Content starts

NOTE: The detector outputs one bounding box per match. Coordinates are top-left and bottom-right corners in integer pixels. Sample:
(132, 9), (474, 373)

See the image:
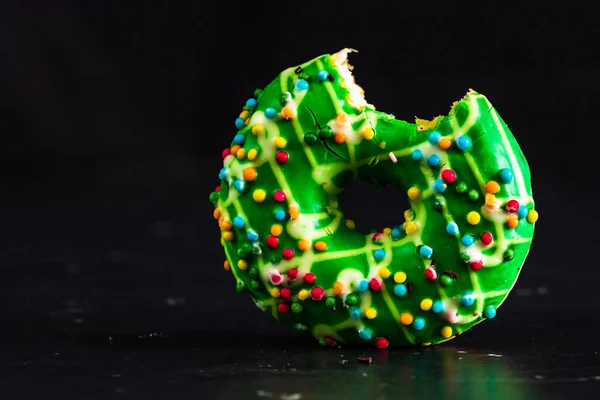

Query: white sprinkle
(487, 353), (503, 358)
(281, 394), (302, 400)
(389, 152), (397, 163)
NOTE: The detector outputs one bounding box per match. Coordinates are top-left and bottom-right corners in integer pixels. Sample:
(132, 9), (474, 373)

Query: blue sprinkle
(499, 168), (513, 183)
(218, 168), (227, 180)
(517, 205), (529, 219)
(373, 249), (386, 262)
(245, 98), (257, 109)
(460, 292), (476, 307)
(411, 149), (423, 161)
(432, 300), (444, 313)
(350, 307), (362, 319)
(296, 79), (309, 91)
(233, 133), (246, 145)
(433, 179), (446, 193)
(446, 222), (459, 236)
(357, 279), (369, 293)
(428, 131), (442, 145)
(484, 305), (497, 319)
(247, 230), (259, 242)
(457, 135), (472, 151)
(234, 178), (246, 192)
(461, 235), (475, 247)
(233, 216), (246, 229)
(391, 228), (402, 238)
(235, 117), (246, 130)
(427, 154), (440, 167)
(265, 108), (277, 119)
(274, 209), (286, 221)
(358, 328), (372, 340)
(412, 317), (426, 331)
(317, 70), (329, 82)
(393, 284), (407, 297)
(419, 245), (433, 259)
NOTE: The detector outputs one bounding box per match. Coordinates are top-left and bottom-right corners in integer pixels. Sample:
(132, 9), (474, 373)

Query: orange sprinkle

Content ends

Would you give the data above again word for word, minus the pictures?

NOTE: The detector outputs one bounding box per match. Coordinates are top-left and bottom-right corners in integer pixels. Sample:
(132, 9), (474, 373)

See the image:

Query: white sprinkle
(487, 353), (503, 358)
(281, 394), (302, 400)
(389, 152), (397, 163)
NOTE: The detector outputs one bounding box per match. Coordinates are top-left and bottom-right corners in integer pixels. Sample:
(132, 9), (474, 373)

Query: blue sprinkle
(499, 168), (513, 183)
(218, 168), (227, 180)
(517, 205), (529, 219)
(373, 249), (386, 262)
(245, 98), (257, 109)
(460, 292), (476, 307)
(411, 149), (423, 161)
(432, 300), (444, 313)
(350, 307), (362, 319)
(296, 79), (309, 91)
(233, 133), (246, 145)
(433, 179), (446, 193)
(446, 222), (459, 236)
(357, 279), (369, 293)
(428, 131), (442, 145)
(484, 305), (497, 319)
(247, 230), (259, 242)
(457, 135), (472, 151)
(234, 178), (246, 192)
(461, 235), (475, 247)
(233, 216), (246, 229)
(391, 228), (402, 238)
(235, 117), (246, 130)
(427, 154), (440, 167)
(265, 108), (277, 119)
(274, 209), (286, 221)
(358, 328), (372, 340)
(412, 317), (426, 331)
(317, 70), (329, 82)
(393, 284), (407, 297)
(419, 245), (433, 259)
NOTE: The detector outputs one bounding box per match. Coordinates are top-left and bottom-right corners in integer pixels. Sample:
(132, 9), (474, 373)

Query: orange sprinkle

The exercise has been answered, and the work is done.